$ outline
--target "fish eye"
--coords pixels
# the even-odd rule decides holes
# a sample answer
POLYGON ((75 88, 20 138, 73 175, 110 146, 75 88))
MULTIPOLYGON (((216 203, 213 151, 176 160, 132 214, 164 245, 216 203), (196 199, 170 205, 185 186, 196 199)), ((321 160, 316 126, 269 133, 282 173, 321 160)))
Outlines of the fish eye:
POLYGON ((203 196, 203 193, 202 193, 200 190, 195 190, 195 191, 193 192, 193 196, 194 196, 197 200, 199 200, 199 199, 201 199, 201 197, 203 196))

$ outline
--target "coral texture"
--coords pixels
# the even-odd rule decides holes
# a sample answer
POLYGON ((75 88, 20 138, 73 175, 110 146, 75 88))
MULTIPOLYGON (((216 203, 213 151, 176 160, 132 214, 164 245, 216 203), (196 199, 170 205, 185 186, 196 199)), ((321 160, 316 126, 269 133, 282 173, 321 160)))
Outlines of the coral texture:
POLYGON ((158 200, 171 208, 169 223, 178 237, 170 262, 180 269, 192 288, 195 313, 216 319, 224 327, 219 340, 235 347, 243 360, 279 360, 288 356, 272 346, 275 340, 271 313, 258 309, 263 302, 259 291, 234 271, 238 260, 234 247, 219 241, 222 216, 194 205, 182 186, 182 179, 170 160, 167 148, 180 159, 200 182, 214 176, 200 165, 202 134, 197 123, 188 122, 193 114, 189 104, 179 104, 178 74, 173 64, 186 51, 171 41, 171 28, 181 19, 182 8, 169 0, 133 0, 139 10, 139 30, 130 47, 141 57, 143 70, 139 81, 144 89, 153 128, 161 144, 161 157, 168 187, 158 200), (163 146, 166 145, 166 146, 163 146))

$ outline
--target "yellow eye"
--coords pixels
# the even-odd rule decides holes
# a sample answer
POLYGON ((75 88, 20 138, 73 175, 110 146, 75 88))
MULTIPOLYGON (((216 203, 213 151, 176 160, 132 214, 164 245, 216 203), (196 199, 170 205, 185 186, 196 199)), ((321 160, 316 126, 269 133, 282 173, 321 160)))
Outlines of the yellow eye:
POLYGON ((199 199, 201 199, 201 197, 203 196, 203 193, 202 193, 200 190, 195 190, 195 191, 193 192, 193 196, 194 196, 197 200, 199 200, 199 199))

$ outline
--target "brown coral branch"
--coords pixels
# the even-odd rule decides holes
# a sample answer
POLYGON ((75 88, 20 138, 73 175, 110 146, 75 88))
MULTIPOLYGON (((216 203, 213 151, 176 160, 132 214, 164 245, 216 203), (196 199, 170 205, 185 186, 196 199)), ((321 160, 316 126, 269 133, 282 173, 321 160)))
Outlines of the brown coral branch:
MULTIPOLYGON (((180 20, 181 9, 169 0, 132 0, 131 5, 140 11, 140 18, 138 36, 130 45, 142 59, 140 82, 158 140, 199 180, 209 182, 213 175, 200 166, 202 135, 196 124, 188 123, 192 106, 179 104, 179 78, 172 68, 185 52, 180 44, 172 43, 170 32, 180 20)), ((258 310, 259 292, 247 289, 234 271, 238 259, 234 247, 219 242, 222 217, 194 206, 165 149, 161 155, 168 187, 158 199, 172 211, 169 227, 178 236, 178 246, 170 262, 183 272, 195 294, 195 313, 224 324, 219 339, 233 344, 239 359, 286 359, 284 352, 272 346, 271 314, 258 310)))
------------------------------------------------------------
● **Task directions**: Show the lines of the material that contain the word "target".

● **Reply to the task**:
--target "fish eye"
--target "coral texture"
--target "yellow eye"
--target "brown coral branch"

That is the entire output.